▶ **Work instructions**:
A. Retype the passage of the dead-tooth whitening article from "Not all darkened" up to and including "thus appear darker.".
B. In the article on whitening a dead tooth, what can metal fillings be replaced with?

▶ **Source extract**:

Hickory NC Dentist Explains How We Whiten a Dark or Dead Tooth 

When a tooth is damaged due to a fall or accident, the blood supply to the nerve can become damaged, and eventually die. Since the tooth no longer receives blood and nutrients, it will turn dark eventually. If you are reading this article, you have doubtlessly had this situation happen to you, and are wondering if it’s possible to whiten your dead tooth without totally replacing it. The answer is that it’s possible, but depends on a variety of factors. Read on to learn more.

(*Note: Dentists refer to “dead” teeth as “non-vital.” However, we have chosen to use the term “dead” throughout this article to avoid confusion.)

Why is My Tooth Black, Gray, or Brown?

Not all darkened teeth are caused by the types of trauma we mentioned above. Darkened teeth can also be caused by:

  • Difference in cleaning. If the tooth is out of line from the rest of the teeth, it might not get the same treatment from your toothbrush as the others do, and thus appear darker.
  • Certain medications like antibiotics or fluoride supplements can darken teeth, especially when they are given in high dosages to young children.
  • Old fillings. Silver and metal fillings will darken over time, and sometimes the dark metal can show through.

In any of these situations, the treatment is easy. Stains can be polished and bleached off the tooth surface, and metal fillings can be replaced with tooth-colored resin. If the dark color is caused by a dead nerve, however, the treatment is more challenging.

The Internal Tooth Bleaching Process

Because a dead tooth’s stains are intrinsic (inside, rather than outside, the tooth), the bleaching agent needs to be placed inside the tooth, not on top of it. The process is as described below.

▶ **Recorded information**:
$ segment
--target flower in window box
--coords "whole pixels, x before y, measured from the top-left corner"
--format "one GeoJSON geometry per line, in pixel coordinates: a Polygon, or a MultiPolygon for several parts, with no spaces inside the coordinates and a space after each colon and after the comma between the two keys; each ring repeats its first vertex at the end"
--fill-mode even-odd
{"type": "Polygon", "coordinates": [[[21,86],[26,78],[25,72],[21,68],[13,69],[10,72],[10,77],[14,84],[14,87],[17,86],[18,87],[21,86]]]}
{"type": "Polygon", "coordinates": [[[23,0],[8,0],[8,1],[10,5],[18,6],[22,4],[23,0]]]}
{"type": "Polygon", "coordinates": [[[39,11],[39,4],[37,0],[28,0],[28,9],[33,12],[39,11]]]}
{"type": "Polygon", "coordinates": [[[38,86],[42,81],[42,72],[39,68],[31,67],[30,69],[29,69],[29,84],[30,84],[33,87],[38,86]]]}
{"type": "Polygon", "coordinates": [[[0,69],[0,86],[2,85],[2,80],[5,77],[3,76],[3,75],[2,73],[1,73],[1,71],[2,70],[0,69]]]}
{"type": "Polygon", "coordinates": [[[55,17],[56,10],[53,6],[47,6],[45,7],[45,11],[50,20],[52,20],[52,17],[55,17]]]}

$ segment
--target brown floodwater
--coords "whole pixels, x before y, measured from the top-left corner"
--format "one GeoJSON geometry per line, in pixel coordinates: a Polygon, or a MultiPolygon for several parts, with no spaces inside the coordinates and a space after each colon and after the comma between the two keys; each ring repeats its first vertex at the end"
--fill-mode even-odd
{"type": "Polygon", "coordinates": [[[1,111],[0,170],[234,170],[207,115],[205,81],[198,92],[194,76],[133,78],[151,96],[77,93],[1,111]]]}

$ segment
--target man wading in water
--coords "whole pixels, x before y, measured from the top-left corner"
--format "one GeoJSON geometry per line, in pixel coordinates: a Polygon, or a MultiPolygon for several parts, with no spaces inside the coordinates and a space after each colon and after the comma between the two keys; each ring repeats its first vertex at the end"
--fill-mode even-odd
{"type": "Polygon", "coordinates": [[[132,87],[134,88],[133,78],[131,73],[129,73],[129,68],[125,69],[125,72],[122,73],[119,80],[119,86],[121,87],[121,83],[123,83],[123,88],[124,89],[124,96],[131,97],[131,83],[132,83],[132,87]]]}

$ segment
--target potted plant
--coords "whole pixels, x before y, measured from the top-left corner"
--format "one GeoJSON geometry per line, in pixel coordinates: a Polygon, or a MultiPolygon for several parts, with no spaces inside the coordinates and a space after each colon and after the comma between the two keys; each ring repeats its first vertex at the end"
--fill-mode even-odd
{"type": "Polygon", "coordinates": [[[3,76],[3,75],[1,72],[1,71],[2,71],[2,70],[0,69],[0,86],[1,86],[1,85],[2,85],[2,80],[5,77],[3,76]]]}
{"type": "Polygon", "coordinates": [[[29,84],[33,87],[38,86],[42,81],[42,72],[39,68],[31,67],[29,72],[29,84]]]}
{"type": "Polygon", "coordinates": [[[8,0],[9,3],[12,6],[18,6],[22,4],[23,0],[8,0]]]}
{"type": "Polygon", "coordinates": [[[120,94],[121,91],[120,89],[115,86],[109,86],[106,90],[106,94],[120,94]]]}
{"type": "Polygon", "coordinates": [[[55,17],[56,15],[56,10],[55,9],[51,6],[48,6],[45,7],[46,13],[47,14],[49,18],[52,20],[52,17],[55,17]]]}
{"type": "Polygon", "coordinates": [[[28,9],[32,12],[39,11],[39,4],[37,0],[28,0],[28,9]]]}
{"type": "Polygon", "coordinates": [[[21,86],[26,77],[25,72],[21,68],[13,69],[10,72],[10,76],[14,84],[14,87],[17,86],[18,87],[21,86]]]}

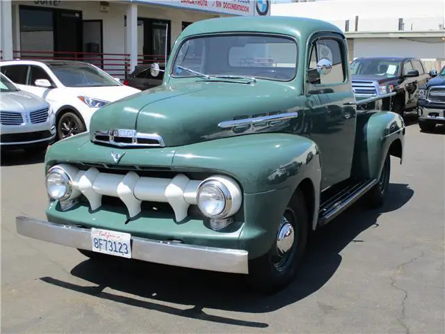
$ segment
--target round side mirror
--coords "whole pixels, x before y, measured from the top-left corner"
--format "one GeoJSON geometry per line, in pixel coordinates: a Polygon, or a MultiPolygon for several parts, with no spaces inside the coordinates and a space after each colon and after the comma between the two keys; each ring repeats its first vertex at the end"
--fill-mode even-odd
{"type": "Polygon", "coordinates": [[[150,74],[152,74],[152,77],[156,78],[159,75],[159,72],[161,72],[159,70],[159,64],[157,63],[153,63],[150,67],[150,74]]]}
{"type": "Polygon", "coordinates": [[[317,72],[321,75],[329,74],[332,70],[332,64],[327,59],[321,59],[317,63],[317,72]]]}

▶ **Answers for each item**:
A.
Not all darkened teeth are caused by the types of trauma we mentioned above. Darkened teeth can also be caused by:

  • Difference in cleaning. If the tooth is out of line from the rest of the teeth, it might not get the same treatment from your toothbrush as the others do, and thus appear darker.

B. Tooth-colored resin.